■ Tarefa 1 ■
Traduza para o inglês esta frase do trecho sobre terceirização: "Isso significa dizer que o trabalhador terceirizado não poderá receber ordens diretas e orientações do tomador de serviços."
■ Tarefa 2 ■
Imprima, por favor, o trecho sobre terceirização de "A autorização em" até "discutida no Congresso.".

■ Trecho selecionado ■
::::::::::

A autorização em lei para que as empresas possam terceirizar suas atividades principais - as chamadas atividades-fim - como propõe o Projeto de Lei nº 4.330, de 2004 não representará o fim de um dos maiores problemas enfrentados hoje pelas companhias: o grande número de ações trabalhistas contra a prática. O motivo está presente não apenas na interpretação da Consolidação das Leis do Trabalho (CLT) - que não está sendo alterada - mas na própria proposta discutida no Congresso.
O texto aprovado esta semana traz uma previsão segundo a qual não pode existir subordinação do empregado terceirizado ao tomador de serviço sob o risco de ficar caracterizado o vínculo empregatício. Isso significa dizer que o trabalhador terceirizado não poderá receber ordens diretas e orientações do tomador de serviços. Essa poderá ser uma brecha, por exemplo, para que o empregado proponha uma ação para pedir o vínculo e a equiparação salarial em relação aos empregados registrados pela companhia.
Atualmente, baseada nos artigos 2º e 3º da CLT, a Justiça do Trabalho reconhece o vínculo de emprego entre trabalhador e empresa se fica constatado que ele cumpria requisitos como habitualidade (comparecer ao menos três vezes por semana ao local de trabalho), subordinação (cumprir ordens e horários) e pessoalidade.
Na avaliação de advogados será muito difícil um trabalhador terceirizado exercer a atividade principal da empresa e não receber qualquer orientação direta da companhia tomadora de serviços. Outro ponto questionável é o projeto dizer que parcela dos empregados poderão ser terceirizados sem indicar o que isso representaria em termos percentuais, por exemplo. "Essa interpretação será subjetiva e a Justiça do Trabalho em uma eventual ação do Ministério Público do Trabalho (MPT) poderá entender que naquele caso existiria uma terceirização excessiva e que precarizaria as condições de trabalho", afirma um advogado que prefere não se identificar.

::::::::::

■ Material fornecido ■

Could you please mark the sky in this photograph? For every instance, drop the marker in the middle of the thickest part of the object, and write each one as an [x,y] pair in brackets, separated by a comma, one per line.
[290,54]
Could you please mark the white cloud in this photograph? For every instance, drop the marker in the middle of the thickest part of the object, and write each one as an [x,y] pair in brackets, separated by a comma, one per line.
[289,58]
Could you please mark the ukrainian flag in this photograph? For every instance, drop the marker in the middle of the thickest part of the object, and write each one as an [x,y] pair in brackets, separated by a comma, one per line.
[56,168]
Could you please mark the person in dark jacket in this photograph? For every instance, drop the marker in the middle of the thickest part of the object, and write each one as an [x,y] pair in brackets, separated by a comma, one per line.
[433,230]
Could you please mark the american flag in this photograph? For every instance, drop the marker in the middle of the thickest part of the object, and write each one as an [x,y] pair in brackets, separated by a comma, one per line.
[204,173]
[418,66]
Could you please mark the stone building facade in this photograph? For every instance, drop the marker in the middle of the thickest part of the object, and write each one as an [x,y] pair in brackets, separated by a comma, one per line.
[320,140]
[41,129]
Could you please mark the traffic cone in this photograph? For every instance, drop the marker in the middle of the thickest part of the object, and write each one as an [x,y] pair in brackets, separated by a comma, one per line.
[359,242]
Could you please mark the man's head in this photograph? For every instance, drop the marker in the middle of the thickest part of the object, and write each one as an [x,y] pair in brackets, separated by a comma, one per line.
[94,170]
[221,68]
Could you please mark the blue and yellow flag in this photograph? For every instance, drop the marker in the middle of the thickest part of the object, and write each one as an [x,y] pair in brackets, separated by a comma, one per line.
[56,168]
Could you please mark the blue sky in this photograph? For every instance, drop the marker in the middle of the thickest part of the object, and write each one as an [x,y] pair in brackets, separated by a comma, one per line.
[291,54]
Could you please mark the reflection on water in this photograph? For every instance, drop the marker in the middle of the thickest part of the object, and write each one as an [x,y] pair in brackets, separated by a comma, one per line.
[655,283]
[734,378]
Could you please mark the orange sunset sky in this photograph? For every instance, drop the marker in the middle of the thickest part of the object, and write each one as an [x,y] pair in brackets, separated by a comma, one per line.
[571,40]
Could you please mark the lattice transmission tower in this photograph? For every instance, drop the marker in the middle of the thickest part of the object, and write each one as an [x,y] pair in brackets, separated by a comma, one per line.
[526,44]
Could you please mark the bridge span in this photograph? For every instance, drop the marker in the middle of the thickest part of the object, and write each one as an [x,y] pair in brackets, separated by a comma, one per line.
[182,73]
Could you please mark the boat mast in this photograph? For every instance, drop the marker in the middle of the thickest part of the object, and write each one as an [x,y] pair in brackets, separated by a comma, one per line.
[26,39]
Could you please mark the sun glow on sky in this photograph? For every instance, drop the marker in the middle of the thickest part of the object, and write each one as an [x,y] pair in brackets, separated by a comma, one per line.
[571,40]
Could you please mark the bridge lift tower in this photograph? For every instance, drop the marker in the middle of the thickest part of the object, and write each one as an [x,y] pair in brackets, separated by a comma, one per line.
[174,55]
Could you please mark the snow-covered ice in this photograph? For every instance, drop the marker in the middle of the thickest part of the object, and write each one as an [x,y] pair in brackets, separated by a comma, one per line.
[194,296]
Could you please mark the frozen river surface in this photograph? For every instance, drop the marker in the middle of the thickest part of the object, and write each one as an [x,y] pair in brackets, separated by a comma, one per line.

::::::::::

■ Resposta redigida 1 ■
This means that the outsourced worker will not be able to receive direct orders and guidance from the service recipient.

■ Resposta redigida 2 ■
A autorização em lei para que as empresas possam terceirizar suas atividades principais - as chamadas atividades-fim - como propõe o Projeto de Lei nº 4.330, de 2004 não representará o fim de um dos maiores problemas enfrentados hoje pelas companhias: o grande número de ações trabalhistas contra a prática. O motivo está presente não apenas na interpretação da Consolidação das Leis do Trabalho (CLT) - que não está sendo alterada - mas na própria proposta discutida no Congresso.